● **Task to carry out**:
Please copy each of the following items word for word, leaving every line unchanged.

## begin Exercise input

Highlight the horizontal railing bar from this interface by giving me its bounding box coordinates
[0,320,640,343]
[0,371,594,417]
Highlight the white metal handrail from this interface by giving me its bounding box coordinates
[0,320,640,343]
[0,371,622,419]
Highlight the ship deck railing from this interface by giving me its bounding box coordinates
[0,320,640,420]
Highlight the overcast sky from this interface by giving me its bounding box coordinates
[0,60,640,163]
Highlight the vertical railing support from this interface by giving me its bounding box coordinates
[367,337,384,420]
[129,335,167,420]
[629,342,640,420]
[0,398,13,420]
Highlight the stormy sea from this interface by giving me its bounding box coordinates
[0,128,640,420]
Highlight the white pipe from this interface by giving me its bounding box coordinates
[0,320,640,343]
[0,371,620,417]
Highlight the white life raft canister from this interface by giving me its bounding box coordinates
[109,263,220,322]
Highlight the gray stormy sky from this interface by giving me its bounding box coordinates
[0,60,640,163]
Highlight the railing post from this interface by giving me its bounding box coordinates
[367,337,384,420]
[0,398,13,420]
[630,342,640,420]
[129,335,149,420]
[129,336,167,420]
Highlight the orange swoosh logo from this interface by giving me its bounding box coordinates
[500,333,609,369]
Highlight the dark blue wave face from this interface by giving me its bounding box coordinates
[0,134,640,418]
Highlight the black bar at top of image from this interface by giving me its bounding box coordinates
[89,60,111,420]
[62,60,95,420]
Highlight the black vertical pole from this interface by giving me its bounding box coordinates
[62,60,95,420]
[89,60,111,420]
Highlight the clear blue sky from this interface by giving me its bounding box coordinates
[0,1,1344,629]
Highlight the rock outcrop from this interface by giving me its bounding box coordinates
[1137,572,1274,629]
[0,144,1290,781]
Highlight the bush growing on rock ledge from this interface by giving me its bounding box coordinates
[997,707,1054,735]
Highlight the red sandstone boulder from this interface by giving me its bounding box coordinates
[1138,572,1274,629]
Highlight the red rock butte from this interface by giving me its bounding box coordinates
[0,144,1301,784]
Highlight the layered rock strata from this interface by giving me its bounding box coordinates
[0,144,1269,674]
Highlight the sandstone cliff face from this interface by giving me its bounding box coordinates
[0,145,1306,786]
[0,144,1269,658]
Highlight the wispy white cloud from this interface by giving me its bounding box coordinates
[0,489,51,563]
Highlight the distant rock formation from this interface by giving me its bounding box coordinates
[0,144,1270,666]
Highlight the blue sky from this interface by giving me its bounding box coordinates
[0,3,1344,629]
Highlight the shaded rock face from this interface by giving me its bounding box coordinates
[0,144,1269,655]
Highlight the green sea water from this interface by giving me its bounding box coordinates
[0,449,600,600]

## end Exercise input

● **Result for this task**:
Highlight the horizontal railing bar from this interface by giving me its bounding box coordinates
[0,320,640,343]
[0,371,594,417]
Highlight the white metal handrail from this interface by giving me its bounding box coordinates
[0,320,640,343]
[0,371,622,419]
Highlight the ship deck railing from this interface by giving me its bounding box coordinates
[0,320,640,420]
Highlight the overcast sky from this interface by giving me its bounding box coordinates
[0,60,640,163]
Highlight the vertical railing support from this interface by giving me its bounding box coordinates
[367,337,384,420]
[129,335,167,420]
[629,342,640,420]
[0,398,13,420]
Highlight the stormy sea from this interface by giving me its bounding box coordinates
[0,128,640,420]
Highlight the white pipe from this interface by giving me its bounding box coordinates
[0,320,640,343]
[0,371,620,417]
Highlight the white life raft canister from this interface by giving me its bounding box coordinates
[109,263,220,322]
Highlight the gray stormy sky from this interface by giving me its bounding box coordinates
[0,60,640,163]
Highlight the railing post from this interface by giving me its bounding box coordinates
[367,337,384,420]
[0,398,13,420]
[630,342,640,420]
[129,335,149,420]
[129,336,167,420]
Highlight the orange swoosh logo from this interface by giving me its bounding box coordinates
[500,333,609,369]
Highlight the dark blue wave face from this interface by giving me its bounding box coordinates
[0,134,640,418]
Highlight the black bar at top of image from this interface by giving me its bounding box coordinates
[89,60,111,420]
[62,60,95,420]
Highlight the black vertical pole from this interface by giving me its bounding box coordinates
[62,60,95,420]
[89,60,111,420]
Highlight the clear blue sky from this interface by giving me its bounding box coordinates
[0,1,1344,629]
Highlight the rock outcrop from this interface by giving me its bounding box coordinates
[1137,572,1274,629]
[0,144,1290,781]
Highlight the bush growing on rock ledge from this interface by giving me its bounding box coordinates
[997,707,1054,735]
Highlight the red sandstone boulder from this interface by giving me its bounding box coordinates
[1138,572,1274,629]
Highlight the red rock butte from this interface by giving me its bounding box coordinates
[0,144,1301,784]
Highlight the layered rock strata from this interface by giving me its bounding box coordinates
[0,144,1269,674]
Highlight the sandstone cliff face from this interface by giving me its bounding box coordinates
[0,145,1306,786]
[0,144,1269,658]
Highlight the wispy white cloud from this interface by giving me its bounding box coordinates
[0,489,51,563]
Highlight the distant rock formation from this interface by giving me its bounding box coordinates
[0,144,1270,666]
Highlight the blue sky from this interface by giving me its bounding box coordinates
[0,3,1344,629]
Highlight the shaded rock face from this interface by giving me its bounding box coordinates
[0,144,1269,655]
Highlight the green sea water from this interface by giving me its bounding box coordinates
[0,449,600,600]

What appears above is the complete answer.